● **EXERCISE DIRECTIONS**:
Reproduce the lines below verbatim, starting with the very first line and going on through the line with "247,485,276,509", both ends included.

::: ENTRIES SUPPLIED :::

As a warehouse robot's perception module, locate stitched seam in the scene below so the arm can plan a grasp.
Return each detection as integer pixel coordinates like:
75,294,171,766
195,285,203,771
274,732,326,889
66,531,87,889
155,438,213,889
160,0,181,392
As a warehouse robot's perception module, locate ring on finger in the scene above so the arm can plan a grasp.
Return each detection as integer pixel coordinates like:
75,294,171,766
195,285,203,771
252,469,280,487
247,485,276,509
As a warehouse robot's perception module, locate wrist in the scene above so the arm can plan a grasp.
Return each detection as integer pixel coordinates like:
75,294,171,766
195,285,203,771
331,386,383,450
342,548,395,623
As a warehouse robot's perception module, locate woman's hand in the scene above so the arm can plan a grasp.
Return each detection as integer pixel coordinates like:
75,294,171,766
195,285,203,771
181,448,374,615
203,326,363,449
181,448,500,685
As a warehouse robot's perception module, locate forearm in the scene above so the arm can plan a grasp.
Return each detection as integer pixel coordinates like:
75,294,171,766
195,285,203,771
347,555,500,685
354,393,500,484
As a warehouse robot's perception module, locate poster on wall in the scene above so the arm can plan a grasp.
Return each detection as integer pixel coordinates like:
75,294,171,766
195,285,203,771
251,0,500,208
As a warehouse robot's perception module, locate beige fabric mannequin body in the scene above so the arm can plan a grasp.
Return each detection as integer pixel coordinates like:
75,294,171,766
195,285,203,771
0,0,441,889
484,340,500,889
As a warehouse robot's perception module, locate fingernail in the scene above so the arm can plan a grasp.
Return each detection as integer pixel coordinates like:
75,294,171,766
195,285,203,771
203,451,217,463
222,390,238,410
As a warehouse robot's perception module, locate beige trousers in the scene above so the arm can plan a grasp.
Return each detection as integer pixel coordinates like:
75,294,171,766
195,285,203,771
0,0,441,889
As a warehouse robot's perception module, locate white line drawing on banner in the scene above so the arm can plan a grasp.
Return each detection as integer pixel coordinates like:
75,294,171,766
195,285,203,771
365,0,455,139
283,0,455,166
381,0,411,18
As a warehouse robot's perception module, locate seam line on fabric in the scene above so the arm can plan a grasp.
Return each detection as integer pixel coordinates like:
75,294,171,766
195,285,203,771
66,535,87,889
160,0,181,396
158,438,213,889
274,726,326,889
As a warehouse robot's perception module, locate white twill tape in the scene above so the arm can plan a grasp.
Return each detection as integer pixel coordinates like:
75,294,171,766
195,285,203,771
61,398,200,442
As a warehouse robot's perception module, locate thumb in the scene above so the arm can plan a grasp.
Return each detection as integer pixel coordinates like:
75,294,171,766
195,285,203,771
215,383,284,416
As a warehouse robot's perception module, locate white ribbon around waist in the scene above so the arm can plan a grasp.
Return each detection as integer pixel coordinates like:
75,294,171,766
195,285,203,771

:::

● **THE ANSWER**:
As a warehouse robot's perception module, locate stitched seam in the scene below so the arm can plan a grasp.
Return each detection as integer pixel coordinates like:
75,294,171,766
195,285,203,771
274,732,326,889
66,531,87,889
155,438,213,889
160,0,181,392
As a warehouse robot's perception module, locate ring on finger in the scene above so the arm can plan a grasp.
Return each detection as integer pixel coordinates like:
75,294,171,766
195,285,203,771
252,469,280,487
247,485,276,509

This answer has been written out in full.